Work request:
Using the data below, work out how many lines contain "exact", and report only that number.

Available data:

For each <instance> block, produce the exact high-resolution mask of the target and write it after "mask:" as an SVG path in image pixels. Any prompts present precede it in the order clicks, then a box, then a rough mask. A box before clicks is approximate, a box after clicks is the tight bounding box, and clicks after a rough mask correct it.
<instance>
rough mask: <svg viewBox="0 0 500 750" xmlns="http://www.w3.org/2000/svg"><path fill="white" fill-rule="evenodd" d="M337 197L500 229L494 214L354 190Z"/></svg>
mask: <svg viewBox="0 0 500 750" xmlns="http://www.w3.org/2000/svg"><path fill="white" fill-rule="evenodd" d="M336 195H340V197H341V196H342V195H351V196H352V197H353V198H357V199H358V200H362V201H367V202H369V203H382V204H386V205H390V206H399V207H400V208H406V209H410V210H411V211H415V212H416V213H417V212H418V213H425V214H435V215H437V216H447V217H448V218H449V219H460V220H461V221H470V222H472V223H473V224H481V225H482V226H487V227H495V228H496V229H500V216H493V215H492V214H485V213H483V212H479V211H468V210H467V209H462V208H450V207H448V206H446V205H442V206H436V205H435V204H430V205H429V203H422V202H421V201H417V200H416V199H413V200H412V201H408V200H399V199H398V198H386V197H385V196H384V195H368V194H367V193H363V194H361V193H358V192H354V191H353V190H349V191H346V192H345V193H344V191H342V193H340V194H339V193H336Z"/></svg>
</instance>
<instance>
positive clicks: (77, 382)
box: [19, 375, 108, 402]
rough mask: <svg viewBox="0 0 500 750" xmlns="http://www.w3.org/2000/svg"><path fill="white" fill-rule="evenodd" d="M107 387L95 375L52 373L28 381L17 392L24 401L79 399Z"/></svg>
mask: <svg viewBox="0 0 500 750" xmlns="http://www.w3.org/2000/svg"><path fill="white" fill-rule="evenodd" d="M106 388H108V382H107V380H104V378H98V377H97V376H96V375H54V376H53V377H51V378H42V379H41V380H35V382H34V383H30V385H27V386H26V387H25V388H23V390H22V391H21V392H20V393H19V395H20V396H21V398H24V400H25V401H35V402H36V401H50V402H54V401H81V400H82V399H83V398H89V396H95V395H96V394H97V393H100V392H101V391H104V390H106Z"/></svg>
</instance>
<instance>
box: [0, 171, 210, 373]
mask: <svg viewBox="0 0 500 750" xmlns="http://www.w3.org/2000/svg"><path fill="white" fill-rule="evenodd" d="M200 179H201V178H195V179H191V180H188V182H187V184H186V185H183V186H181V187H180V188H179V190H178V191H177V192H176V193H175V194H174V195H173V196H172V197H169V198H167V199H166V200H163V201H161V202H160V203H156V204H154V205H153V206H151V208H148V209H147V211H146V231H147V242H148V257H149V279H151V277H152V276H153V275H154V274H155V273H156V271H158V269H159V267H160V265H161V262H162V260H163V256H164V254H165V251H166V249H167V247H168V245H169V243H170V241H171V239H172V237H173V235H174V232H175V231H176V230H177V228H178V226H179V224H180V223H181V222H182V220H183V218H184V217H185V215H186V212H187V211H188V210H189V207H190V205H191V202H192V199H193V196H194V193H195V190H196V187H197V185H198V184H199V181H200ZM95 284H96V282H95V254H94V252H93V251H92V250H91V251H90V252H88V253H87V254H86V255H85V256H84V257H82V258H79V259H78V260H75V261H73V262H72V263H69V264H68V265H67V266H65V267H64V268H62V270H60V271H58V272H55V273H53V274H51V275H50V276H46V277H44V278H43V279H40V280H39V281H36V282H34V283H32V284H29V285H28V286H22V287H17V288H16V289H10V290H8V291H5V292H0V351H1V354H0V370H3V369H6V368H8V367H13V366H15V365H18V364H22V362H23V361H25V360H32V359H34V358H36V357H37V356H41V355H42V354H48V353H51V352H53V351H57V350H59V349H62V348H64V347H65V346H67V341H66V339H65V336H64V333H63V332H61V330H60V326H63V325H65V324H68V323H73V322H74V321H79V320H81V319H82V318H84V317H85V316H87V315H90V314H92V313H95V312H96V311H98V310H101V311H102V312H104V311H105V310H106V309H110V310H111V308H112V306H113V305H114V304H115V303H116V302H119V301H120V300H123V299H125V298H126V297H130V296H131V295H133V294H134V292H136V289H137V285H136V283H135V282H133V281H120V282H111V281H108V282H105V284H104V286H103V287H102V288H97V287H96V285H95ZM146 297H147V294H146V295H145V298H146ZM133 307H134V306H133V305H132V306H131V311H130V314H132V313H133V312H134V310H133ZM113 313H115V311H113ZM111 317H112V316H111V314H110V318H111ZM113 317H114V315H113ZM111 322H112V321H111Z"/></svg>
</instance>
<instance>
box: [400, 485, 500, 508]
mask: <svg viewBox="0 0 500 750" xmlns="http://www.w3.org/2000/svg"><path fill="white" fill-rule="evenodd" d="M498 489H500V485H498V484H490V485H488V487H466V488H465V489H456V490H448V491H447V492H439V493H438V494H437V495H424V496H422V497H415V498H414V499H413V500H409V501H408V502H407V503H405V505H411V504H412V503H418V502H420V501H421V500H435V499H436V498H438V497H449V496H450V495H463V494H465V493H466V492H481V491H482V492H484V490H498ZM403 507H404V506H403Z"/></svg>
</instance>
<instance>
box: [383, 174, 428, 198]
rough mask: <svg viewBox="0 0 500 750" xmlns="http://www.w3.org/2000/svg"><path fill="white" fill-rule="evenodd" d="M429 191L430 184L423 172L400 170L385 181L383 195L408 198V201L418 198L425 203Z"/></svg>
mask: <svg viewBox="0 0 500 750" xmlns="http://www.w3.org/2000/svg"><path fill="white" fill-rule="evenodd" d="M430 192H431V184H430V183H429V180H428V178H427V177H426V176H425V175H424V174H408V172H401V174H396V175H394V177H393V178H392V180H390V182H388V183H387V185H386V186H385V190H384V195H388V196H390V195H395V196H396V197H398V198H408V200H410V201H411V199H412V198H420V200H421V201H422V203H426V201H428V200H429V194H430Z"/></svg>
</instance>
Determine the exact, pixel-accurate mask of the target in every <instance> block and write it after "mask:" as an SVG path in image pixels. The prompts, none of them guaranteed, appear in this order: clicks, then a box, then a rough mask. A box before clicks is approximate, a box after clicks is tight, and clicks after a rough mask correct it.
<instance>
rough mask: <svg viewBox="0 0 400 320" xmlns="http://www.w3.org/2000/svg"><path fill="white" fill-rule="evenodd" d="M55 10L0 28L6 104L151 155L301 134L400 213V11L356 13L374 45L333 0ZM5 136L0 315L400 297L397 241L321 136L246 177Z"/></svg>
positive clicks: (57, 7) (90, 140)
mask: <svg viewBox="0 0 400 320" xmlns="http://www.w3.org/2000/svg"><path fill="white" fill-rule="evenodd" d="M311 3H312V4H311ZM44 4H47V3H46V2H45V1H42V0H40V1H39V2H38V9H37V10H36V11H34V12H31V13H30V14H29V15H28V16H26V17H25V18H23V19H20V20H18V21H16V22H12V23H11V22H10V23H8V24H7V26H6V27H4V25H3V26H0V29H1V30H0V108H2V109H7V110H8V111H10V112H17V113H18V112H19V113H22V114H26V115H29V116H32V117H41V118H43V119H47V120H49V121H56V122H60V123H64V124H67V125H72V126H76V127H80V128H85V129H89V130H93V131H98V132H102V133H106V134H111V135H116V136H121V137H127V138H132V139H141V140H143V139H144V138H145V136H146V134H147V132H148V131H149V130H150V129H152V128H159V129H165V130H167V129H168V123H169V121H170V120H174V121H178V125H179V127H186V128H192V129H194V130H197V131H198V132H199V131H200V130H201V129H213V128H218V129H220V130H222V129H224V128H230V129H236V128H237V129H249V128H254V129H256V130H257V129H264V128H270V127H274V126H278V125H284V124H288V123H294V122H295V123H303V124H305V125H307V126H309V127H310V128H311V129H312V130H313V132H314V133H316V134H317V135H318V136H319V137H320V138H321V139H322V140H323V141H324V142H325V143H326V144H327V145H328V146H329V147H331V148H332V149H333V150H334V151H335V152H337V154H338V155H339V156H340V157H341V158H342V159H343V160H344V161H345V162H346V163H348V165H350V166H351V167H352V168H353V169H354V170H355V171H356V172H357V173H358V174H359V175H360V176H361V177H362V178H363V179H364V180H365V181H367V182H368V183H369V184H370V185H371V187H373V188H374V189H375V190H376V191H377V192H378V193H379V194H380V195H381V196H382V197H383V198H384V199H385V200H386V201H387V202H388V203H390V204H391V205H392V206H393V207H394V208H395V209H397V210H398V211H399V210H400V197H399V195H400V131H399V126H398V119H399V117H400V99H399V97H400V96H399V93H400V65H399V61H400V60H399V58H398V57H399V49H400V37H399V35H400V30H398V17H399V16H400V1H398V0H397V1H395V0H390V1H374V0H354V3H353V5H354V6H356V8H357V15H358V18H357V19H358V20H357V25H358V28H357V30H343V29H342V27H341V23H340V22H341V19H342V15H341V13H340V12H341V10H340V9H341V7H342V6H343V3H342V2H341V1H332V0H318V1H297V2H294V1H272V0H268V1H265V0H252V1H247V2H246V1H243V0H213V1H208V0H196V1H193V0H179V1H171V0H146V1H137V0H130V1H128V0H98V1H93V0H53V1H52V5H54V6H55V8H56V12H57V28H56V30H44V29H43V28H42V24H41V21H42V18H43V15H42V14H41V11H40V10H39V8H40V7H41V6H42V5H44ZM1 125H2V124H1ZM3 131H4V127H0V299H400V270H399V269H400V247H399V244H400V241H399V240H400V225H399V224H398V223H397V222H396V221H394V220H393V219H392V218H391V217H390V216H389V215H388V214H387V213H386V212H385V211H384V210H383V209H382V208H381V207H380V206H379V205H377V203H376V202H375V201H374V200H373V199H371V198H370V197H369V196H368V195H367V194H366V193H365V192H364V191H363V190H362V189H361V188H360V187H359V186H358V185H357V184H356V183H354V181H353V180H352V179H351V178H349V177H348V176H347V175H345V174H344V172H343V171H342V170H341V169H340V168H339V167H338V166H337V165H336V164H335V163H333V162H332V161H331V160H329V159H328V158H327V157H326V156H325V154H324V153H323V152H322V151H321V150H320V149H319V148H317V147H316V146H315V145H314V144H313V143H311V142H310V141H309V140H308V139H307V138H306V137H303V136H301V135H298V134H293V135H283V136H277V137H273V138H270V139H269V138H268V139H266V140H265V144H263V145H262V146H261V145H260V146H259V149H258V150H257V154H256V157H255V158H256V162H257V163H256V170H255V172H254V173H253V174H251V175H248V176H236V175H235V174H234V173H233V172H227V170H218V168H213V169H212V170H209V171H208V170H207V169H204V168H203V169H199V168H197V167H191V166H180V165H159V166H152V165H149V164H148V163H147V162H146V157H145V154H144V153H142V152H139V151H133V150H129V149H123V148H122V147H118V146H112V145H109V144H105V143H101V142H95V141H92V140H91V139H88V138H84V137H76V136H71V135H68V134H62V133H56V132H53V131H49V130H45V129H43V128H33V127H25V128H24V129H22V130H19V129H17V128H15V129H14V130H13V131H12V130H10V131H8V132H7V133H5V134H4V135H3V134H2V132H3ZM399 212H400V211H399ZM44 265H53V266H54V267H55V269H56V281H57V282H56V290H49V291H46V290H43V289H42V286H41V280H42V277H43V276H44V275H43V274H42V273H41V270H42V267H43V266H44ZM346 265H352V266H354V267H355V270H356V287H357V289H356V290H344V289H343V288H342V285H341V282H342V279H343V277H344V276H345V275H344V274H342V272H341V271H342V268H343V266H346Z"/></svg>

Expected answer:
2